■ **The task**
Rewrite the lines below, replacing "black net mesh" with "white net mesh" and keeping everything else the same. Leave the pictures out of your answer.

* START Provided data *

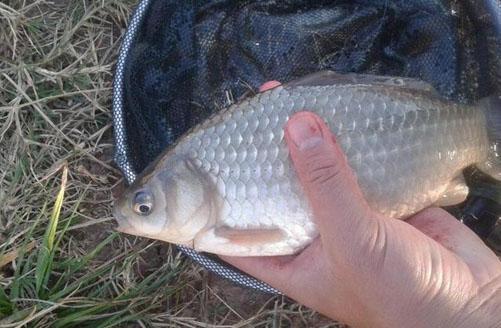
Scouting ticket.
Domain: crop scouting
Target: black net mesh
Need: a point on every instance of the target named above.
(183, 60)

* END Provided data *

■ **Solution to this problem**
Scouting ticket.
Domain: crop scouting
Target: white net mesh
Need: a point on every instance of the target named above.
(183, 60)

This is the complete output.